◆ AIM ◆
Please continue the passage describing the Winning Customer Loyalty practice from the point where it ends.

◆ PASSAGE ◆

· · · ·

Winning Customer Loyalty®

Our Winning Customer Loyalty practice helps leaders of multiunit organizations create a culture where employees are engaged and equipped to deliver great customer experiences.  To do this, customer loyalty specialists draw from an array of offerings to craft a solution that works with each company’s culture, operating environment, and strategic vision.  A typical solution includes these components:

·  
Customer scores.  Customer-satisfaction and loyalty scores for every unit, every month.
·  
Employee scores.  A targeted employee survey that gauges each unit’s “Execution Quotient” (xQ), or the conditions required for an engaged and focused workforce.
·  
Loyalty Portal.  A Web-based dashboard that allows every unit to see their scores, reach out to customers, and manage their team’s focus on the key activities that drive customer loyalty.
·  
“Lead measure” identification.  Our most senior consultants guide the senior team through a “lead measure” identification process where, through a combination of best practices and strategic assessments, key activities are identified that become the drivers of a memorable customer experience.

· · · ·

◆ SOURCE EXCERPT ◆
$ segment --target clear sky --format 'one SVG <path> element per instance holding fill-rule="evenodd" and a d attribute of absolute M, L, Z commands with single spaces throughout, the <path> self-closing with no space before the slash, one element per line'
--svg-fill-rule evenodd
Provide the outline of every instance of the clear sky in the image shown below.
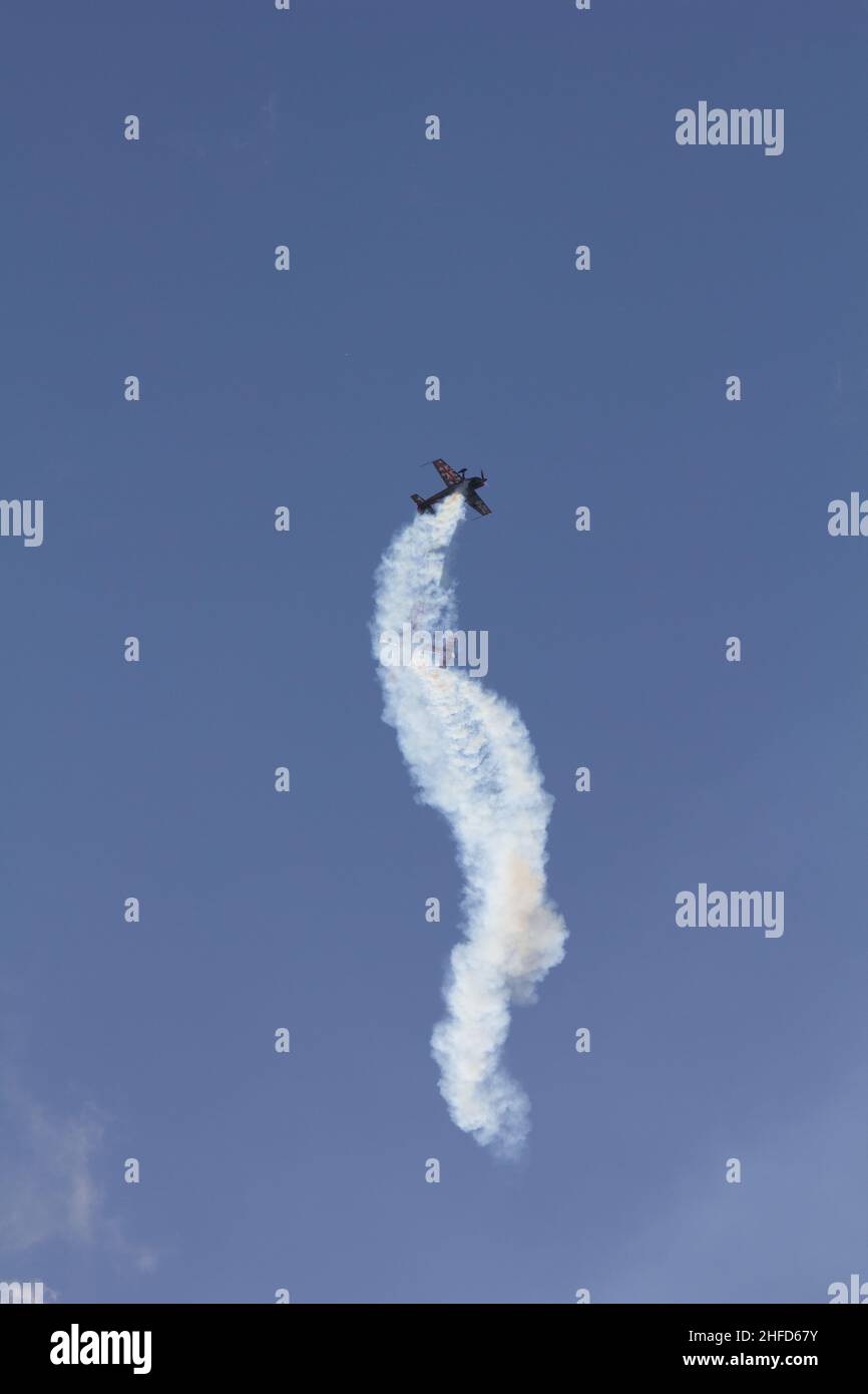
<path fill-rule="evenodd" d="M 868 493 L 865 4 L 50 0 L 1 52 L 0 493 L 45 541 L 0 538 L 0 1278 L 868 1278 L 868 541 L 826 528 Z M 701 100 L 783 107 L 783 155 L 677 146 Z M 513 1164 L 436 1089 L 461 882 L 369 652 L 433 456 L 489 475 L 461 623 L 556 799 Z M 702 881 L 783 935 L 677 928 Z"/>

· · · ·

◆ THE OUTPUT ◆
·  
Systems alignment.  We help the senior team to align compensation, training, and other systems around the most critical goals and remove operational barriers to execution.
·  
Manager certification.  Unit-level managers are certified to engage their teams around their scores, lead measures, and key activities.
·  
Frontline training.  We provide training in key areas such as scoreboarding, focus and execution, leadership, and creating a culture of service.  Much of this training, as well as supportive tools, is delivered to each unit through the Loyalty Portal.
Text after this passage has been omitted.